*WORK TO DO*
**a)** Decide whether each statement agrees with the passage about funerals below: (i) the writer finds the rituals around death comforting, (ii) the writer attended the paternal grandfather's funeral, (iii) the writer was living in Kentucky when the news of the death came. For each, answer yes or no and quote the words of the passage that settle it.
**b)** Reproduce everything in the passage about funerals from "I don't fear funeral" down to "still talks about.".

Begin PASSAGE PROVIDED

I don't fear funeral homes, visitations or funerals. I don't fear grief. I don't like grief - and I've certainly had enough in my life. But I find the rituals around death cathartic, comforting and affirming - the opposite of denial. Funerals usually calm me and strengthen me. I love the singular focus of remembering and defining someone. I need those moments. I will always regret not going to my paternal grandfather's funeral; I was living in California and had already purchased a plane ticket to go to Kentucky when I got the news that Papaw had died, and my family said that since I was already coming home the next week, to not change my tickets - too much trouble, too expensive, etc. I regret that decision to this day - it denied me something I very much needed, and a celebration that my family still talks about.

End PASSAGE PROVIDED
Begin DATA LISTING

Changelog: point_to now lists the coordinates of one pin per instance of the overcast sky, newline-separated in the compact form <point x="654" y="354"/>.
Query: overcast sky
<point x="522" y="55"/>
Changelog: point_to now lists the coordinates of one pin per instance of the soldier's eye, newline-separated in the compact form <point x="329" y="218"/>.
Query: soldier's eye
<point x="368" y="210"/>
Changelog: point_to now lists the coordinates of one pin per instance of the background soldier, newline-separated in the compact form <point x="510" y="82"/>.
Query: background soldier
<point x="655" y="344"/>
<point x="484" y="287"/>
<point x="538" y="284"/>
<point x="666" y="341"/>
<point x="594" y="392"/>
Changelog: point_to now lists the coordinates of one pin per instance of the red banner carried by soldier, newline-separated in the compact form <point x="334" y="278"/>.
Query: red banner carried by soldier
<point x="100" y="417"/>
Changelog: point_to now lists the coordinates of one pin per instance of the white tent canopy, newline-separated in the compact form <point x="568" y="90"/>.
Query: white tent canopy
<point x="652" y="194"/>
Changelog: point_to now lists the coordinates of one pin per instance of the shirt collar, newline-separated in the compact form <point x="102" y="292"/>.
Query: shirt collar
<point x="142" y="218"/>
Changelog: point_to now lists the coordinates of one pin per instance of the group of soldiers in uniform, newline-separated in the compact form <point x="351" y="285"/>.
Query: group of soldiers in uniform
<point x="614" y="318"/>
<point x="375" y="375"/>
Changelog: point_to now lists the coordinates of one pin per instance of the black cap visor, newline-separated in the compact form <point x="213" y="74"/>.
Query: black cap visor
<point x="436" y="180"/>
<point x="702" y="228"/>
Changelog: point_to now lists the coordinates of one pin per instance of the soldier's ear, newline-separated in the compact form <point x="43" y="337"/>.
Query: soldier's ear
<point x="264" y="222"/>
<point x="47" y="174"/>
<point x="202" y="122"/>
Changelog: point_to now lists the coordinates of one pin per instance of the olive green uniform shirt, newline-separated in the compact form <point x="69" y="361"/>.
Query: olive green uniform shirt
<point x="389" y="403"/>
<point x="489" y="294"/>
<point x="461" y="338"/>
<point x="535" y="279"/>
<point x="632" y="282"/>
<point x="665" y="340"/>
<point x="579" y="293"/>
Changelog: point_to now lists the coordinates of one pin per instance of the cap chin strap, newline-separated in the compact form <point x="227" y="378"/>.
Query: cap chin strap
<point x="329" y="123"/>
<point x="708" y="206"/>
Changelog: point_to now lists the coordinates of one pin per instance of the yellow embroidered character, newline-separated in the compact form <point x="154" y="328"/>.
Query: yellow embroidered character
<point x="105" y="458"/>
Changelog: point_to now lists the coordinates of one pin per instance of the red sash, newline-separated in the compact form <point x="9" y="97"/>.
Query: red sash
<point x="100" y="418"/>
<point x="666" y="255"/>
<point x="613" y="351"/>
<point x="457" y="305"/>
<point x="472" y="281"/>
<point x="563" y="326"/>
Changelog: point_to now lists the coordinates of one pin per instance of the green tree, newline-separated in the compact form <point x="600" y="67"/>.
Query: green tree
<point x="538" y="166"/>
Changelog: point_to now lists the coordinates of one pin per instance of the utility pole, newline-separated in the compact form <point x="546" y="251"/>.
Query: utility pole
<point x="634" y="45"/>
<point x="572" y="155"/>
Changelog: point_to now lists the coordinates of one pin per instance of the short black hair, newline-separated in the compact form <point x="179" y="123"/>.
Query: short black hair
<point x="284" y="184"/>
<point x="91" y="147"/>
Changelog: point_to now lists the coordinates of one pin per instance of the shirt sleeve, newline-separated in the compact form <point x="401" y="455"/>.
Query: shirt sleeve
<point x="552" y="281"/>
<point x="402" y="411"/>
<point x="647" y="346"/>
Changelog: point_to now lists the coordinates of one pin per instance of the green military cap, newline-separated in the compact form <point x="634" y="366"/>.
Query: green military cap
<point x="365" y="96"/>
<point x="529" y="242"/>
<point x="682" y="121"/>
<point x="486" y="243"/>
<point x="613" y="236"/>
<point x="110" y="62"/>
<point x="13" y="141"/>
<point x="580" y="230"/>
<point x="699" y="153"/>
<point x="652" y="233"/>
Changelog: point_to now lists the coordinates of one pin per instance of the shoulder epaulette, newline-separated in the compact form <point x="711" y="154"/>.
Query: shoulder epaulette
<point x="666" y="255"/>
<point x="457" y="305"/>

End DATA LISTING
Begin DATA LISTING

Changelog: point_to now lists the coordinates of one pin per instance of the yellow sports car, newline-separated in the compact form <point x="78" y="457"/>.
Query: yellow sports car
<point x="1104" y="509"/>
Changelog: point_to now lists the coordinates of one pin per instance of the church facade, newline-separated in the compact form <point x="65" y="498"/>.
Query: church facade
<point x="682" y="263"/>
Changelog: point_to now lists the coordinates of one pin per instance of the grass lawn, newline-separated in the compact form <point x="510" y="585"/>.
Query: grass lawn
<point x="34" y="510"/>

End DATA LISTING
Begin DATA LISTING

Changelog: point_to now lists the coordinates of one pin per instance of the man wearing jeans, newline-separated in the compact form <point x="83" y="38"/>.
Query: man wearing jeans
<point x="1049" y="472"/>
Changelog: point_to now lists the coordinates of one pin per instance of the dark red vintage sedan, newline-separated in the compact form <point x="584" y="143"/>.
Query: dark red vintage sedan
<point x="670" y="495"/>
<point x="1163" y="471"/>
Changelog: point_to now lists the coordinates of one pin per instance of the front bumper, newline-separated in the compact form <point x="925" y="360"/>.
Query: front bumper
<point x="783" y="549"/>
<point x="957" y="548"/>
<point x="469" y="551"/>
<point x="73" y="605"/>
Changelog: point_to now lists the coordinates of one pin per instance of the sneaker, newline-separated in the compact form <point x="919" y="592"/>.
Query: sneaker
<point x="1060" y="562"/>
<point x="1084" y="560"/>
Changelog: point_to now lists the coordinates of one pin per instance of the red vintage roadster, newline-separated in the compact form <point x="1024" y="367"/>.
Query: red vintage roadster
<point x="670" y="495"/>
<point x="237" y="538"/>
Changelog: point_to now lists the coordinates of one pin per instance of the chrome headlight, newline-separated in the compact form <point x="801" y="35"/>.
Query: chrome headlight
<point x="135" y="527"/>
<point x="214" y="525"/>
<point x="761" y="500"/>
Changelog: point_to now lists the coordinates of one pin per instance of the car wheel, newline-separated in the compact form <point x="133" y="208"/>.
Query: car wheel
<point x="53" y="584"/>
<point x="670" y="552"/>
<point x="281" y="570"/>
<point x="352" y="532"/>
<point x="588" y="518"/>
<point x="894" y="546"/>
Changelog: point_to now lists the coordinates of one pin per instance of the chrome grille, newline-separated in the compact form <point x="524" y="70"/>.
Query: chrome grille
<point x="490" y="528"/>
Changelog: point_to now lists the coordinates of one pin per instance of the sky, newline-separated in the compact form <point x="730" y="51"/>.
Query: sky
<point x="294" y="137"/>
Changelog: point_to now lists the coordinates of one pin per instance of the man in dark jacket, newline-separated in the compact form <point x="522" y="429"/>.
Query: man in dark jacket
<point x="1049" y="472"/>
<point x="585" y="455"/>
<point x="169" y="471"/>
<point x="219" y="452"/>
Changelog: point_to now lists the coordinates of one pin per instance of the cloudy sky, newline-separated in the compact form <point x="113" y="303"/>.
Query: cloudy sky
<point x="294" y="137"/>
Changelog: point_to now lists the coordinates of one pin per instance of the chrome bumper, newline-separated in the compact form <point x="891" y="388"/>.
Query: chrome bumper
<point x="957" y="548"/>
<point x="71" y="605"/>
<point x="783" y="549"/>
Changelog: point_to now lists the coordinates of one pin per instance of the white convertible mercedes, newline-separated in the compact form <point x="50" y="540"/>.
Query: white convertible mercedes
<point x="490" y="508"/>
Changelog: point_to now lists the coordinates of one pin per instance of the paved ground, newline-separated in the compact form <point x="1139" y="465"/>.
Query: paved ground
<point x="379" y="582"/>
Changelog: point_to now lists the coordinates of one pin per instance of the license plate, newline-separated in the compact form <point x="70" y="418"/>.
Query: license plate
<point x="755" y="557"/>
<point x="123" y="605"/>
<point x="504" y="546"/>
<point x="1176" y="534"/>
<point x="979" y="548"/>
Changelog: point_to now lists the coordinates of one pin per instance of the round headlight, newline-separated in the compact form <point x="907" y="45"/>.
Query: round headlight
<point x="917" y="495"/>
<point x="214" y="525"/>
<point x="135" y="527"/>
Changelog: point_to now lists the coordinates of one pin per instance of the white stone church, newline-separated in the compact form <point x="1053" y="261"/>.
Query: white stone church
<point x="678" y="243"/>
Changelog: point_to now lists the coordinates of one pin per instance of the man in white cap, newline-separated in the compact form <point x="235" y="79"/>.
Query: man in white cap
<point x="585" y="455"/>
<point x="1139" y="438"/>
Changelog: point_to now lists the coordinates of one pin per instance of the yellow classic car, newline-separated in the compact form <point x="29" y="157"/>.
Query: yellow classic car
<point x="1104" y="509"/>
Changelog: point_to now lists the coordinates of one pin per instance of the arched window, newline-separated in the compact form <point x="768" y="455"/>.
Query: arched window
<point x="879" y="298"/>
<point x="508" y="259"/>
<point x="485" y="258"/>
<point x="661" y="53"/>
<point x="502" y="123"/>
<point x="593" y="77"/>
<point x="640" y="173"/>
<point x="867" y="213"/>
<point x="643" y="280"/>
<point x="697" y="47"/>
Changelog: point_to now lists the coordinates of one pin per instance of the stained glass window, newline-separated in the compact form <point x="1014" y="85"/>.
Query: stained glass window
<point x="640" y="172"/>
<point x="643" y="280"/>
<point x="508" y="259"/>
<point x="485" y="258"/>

End DATA LISTING

*WORKED ANSWERS*
**a)**
(i) Yes: "I find the rituals around death cathartic, comforting and affirming"
(ii) No: "I will always regret not going to my paternal grandfather's funeral"
(iii) No: "I was living in California"

**b)**
I don't fear funeral homes, visitations or funerals. I don't fear grief. I don't like grief - and I've certainly had enough in my life. But I find the rituals around death cathartic, comforting and affirming - the opposite of denial. Funerals usually calm me and strengthen me. I love the singular focus of remembering and defining someone. I need those moments. I will always regret not going to my paternal grandfather's funeral; I was living in California and had already purchased a plane ticket to go to Kentucky when I got the news that Papaw had died, and my family said that since I was already coming home the next week, to not change my tickets - too much trouble, too expensive, etc. I regret that decision to this day - it denied me something I very much needed, and a celebration that my family still talks about.